> _Material provided_:
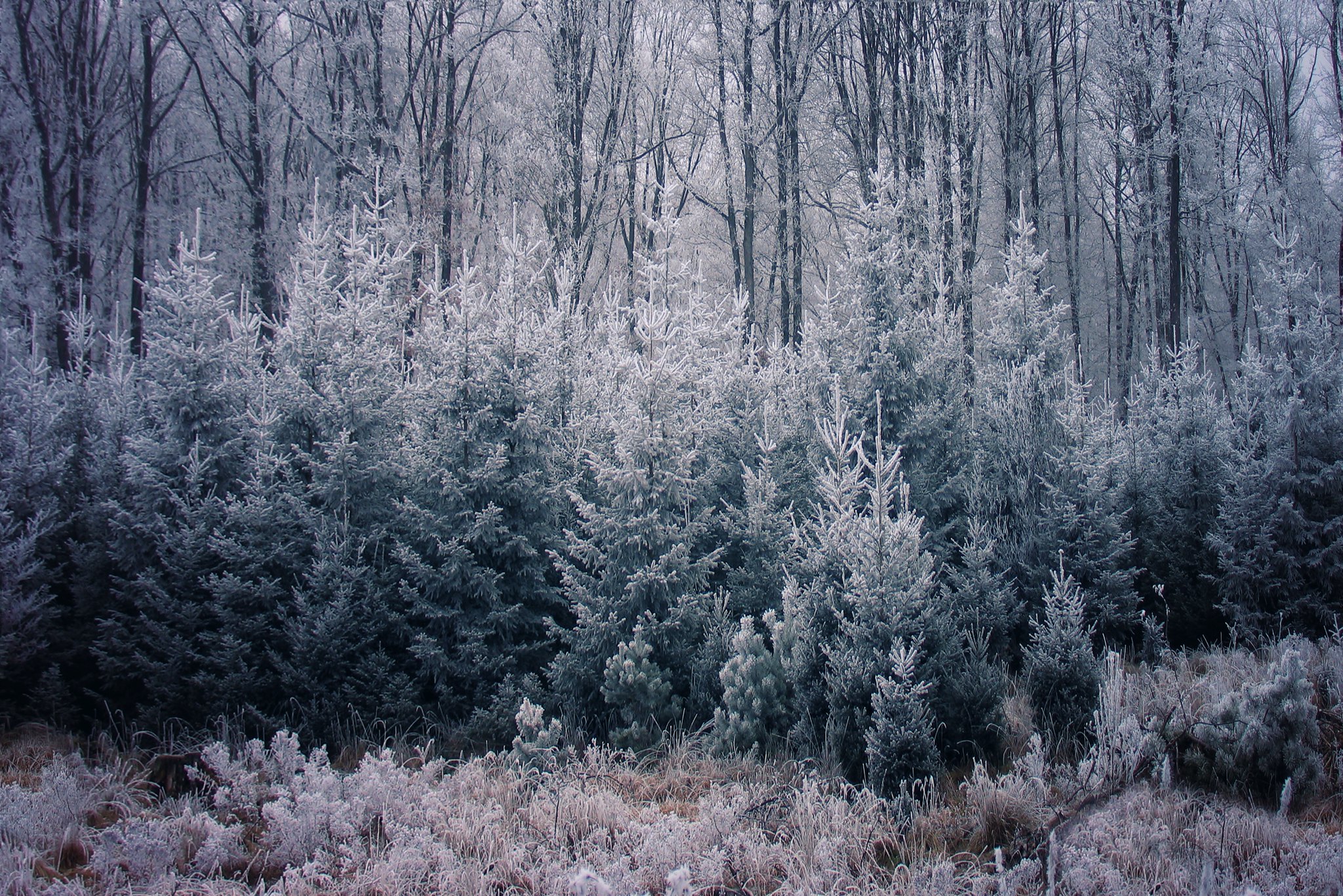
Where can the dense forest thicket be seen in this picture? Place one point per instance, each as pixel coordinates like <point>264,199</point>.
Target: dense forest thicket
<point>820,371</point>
--
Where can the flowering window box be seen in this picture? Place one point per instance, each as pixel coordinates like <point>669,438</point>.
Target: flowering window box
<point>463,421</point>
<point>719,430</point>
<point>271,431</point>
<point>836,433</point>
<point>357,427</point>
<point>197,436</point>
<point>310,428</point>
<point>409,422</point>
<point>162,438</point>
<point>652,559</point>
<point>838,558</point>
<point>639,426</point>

> _Exercise objective_:
Copy the listing from the line with "Where can the dense" up to and including the line with "<point>820,371</point>", putting "bamboo" in place of "forest" and leaving everything else the same.

> _Exercise answer_:
Where can the dense bamboo thicket be seen in this picture? Place one point per instance, each as pixel coordinates like <point>264,199</point>.
Target: dense bamboo thicket
<point>820,371</point>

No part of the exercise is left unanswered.